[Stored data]
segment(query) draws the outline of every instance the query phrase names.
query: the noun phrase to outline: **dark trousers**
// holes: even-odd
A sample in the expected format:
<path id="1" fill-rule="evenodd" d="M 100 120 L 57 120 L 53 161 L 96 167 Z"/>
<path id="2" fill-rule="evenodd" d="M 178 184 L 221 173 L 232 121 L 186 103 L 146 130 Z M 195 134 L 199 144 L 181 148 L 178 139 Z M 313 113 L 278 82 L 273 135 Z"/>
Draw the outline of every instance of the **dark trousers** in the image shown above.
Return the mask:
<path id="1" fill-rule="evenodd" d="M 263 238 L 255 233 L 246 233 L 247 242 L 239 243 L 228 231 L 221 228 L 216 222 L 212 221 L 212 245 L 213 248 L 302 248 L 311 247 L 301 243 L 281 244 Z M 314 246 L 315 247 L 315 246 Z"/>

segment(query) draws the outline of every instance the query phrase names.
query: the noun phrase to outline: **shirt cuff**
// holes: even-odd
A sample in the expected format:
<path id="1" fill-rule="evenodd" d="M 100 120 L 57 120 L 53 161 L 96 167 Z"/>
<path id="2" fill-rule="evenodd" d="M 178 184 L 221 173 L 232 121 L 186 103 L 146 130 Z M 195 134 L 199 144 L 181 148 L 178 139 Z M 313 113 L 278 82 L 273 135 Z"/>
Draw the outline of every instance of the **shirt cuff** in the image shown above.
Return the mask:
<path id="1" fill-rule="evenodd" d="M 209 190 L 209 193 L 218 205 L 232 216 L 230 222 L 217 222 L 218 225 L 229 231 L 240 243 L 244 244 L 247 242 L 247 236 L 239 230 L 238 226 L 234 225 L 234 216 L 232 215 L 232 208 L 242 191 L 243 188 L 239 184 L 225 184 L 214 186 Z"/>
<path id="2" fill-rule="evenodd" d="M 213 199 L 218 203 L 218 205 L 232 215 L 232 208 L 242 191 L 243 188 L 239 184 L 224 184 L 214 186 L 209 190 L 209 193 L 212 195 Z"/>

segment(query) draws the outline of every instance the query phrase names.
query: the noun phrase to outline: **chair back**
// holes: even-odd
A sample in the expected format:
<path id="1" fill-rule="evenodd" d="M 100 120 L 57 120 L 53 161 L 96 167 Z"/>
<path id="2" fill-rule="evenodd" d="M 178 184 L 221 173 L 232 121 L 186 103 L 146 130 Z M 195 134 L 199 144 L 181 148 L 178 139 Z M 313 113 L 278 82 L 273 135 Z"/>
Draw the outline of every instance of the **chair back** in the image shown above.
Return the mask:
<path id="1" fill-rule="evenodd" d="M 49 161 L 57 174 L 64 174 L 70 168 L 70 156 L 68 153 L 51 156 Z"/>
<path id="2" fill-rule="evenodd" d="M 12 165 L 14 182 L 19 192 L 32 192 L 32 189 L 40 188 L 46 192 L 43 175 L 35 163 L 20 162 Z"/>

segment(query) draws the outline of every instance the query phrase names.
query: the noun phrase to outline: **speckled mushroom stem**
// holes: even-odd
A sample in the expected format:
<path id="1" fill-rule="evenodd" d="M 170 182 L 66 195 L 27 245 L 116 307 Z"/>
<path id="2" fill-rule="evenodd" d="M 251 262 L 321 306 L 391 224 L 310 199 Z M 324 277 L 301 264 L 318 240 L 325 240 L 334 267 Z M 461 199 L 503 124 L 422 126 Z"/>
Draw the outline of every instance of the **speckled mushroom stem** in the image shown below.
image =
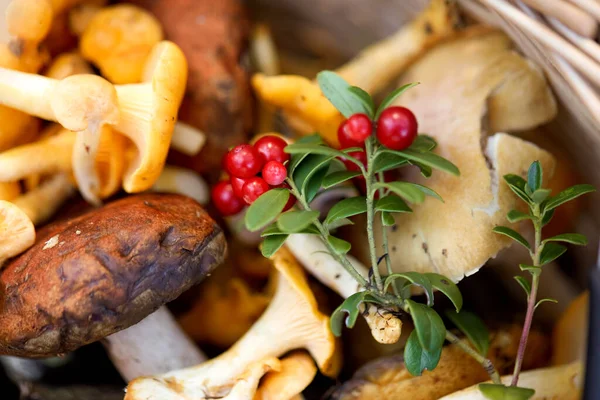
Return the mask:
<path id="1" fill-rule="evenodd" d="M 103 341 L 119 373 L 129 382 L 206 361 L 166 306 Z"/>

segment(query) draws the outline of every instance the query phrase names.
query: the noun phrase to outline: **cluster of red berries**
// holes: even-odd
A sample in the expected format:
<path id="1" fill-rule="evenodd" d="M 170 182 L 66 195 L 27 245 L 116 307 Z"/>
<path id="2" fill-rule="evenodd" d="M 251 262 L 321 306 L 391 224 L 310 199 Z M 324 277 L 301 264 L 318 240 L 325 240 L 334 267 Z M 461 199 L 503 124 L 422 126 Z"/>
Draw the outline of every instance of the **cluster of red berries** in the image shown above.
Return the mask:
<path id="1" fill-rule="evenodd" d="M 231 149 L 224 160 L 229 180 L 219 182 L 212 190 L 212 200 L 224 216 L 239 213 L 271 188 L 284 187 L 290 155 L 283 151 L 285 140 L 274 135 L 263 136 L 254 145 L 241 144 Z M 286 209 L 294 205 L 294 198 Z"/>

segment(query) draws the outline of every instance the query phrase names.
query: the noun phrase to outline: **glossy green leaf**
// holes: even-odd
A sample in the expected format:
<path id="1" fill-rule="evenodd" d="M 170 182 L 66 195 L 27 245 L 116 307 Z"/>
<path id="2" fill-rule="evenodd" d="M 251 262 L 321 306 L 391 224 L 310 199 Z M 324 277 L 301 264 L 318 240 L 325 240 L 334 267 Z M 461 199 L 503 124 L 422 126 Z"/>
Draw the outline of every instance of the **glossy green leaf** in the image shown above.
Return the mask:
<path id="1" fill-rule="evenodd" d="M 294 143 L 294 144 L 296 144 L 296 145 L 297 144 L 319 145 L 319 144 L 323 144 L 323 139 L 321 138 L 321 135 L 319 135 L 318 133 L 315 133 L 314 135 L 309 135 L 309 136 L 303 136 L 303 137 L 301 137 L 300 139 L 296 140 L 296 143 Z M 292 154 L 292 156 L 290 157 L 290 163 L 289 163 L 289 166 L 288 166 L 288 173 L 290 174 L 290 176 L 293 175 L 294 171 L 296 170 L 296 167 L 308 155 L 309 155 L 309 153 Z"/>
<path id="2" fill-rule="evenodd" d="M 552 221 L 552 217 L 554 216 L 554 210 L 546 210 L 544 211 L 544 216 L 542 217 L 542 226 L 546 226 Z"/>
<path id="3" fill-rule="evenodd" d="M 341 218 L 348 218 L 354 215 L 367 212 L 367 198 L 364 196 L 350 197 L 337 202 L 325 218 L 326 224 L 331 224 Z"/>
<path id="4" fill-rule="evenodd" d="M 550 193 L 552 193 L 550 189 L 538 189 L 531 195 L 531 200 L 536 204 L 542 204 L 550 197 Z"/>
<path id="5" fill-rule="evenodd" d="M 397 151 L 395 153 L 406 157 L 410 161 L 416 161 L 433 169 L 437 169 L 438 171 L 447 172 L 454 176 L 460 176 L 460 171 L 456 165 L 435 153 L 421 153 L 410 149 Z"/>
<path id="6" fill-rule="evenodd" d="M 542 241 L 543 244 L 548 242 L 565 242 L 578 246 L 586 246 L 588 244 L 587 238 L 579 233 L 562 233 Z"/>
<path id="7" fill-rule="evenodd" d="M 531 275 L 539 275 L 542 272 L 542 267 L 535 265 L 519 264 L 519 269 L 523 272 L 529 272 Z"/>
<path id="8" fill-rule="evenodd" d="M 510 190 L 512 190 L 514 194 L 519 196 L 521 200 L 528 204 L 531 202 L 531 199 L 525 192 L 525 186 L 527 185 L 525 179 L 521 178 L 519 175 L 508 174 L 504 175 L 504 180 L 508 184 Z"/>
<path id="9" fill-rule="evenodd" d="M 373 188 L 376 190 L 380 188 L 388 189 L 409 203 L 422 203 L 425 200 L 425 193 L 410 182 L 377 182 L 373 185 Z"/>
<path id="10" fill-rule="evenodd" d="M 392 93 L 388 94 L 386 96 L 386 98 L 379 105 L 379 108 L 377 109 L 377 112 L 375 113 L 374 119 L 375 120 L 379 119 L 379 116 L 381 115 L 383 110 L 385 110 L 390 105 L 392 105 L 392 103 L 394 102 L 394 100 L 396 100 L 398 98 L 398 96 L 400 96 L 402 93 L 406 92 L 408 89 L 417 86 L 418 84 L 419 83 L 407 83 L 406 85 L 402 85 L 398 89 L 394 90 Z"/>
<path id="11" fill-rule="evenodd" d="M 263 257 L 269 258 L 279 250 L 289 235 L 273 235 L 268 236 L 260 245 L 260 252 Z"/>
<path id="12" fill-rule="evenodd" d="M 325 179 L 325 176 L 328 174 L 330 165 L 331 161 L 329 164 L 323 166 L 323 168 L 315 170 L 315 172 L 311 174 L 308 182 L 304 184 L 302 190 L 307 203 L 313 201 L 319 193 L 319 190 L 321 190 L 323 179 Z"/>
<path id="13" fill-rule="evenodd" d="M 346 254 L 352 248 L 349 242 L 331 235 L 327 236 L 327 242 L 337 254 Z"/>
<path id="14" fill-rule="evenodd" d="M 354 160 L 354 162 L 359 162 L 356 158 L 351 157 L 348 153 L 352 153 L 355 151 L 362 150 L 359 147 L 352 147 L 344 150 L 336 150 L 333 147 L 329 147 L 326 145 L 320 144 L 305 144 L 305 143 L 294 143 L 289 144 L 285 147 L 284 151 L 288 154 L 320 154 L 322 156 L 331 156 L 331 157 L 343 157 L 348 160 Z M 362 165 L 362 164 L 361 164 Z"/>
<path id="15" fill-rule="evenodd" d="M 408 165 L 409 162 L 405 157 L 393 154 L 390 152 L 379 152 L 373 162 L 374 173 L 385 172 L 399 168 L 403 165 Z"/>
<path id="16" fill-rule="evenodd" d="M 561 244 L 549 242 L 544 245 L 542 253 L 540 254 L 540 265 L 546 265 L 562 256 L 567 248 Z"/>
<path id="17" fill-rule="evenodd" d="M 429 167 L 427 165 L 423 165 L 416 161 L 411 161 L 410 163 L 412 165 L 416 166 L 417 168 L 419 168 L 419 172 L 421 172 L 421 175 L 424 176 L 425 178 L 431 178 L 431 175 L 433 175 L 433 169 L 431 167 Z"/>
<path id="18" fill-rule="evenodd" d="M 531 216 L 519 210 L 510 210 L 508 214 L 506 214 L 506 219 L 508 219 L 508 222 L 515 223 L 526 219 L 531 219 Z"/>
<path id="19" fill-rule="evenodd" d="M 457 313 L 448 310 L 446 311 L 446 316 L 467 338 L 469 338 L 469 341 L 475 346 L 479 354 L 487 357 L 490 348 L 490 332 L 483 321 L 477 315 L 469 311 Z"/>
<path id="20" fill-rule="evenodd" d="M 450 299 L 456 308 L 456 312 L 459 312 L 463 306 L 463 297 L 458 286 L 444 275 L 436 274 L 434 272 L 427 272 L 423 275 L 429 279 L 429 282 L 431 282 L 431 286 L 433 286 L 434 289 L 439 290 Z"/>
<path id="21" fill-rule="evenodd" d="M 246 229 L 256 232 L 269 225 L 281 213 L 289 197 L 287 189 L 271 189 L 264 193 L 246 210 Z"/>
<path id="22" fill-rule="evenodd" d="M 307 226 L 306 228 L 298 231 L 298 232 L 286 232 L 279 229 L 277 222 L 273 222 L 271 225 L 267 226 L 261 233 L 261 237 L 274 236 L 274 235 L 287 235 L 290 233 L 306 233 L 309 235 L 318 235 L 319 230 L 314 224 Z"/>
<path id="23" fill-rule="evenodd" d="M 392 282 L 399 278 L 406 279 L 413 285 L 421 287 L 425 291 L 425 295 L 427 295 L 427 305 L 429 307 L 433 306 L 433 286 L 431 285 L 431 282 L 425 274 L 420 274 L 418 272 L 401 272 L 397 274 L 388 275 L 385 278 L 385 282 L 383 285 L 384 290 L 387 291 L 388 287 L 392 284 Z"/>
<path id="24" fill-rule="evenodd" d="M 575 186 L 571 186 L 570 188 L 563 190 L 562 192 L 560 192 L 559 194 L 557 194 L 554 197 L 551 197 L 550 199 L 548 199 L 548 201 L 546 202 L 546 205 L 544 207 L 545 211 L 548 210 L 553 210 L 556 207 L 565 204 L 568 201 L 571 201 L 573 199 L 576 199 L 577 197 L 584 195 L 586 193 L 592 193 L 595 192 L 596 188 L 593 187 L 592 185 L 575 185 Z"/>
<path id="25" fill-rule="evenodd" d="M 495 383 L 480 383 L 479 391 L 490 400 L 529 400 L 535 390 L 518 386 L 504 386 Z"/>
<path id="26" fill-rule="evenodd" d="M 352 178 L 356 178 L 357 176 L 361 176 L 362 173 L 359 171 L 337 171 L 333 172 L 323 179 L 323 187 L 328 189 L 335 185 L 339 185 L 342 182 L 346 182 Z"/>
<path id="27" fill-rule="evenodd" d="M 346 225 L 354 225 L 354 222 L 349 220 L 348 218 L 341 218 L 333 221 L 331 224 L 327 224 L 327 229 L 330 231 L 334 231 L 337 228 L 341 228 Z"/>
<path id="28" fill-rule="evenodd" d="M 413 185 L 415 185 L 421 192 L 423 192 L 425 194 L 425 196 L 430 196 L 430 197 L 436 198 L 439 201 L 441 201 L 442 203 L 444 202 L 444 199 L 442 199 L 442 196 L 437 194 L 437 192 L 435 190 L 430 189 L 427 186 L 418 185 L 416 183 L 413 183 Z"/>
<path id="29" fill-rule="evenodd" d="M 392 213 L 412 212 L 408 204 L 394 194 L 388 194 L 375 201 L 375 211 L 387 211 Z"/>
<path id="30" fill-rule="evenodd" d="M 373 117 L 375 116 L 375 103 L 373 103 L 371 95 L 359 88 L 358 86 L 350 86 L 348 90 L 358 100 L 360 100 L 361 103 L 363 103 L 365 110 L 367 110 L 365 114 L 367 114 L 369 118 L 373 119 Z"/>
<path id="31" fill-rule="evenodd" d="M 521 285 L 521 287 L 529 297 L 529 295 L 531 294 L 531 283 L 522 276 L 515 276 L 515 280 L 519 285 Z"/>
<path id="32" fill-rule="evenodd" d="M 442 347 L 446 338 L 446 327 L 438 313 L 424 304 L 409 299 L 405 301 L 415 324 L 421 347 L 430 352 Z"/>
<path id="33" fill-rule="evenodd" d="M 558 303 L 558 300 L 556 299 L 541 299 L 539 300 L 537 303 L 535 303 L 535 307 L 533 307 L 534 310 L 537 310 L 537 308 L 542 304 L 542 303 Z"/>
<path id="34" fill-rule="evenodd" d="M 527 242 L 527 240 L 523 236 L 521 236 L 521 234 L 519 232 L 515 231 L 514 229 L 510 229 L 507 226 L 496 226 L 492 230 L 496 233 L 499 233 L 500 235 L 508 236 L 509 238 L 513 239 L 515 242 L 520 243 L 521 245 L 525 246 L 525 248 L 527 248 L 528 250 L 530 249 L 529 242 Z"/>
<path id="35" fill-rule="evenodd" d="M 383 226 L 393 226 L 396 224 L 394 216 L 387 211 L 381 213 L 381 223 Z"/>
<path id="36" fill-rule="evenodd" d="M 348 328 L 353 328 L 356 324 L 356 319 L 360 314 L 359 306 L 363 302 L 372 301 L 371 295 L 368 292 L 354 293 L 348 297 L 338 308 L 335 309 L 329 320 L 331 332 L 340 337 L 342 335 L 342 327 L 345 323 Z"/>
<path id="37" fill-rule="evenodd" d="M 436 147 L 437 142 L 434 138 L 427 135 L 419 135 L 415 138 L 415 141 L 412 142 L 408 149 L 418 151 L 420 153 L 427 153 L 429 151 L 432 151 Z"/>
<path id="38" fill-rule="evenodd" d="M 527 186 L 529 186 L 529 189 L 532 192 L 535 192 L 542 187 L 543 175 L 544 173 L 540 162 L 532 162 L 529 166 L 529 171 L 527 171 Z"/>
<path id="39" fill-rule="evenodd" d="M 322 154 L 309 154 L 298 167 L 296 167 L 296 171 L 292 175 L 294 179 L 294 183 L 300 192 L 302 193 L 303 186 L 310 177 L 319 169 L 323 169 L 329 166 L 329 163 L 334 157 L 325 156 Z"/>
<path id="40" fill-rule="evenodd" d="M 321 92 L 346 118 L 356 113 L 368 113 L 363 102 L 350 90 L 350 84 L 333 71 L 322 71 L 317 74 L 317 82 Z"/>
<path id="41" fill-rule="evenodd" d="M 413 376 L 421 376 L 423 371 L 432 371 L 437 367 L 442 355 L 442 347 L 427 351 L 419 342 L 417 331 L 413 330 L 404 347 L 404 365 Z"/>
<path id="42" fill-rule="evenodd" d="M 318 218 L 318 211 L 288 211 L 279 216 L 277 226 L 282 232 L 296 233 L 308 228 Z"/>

[EXERCISE BRIEF] Look for the word "dark". Copy out every line of the data that has it.

[SOLUTION FOR THIS EXERCISE]
query: the noun phrase to outline: **dark trousers**
Draw the outline of every instance of the **dark trousers** in the image shown above.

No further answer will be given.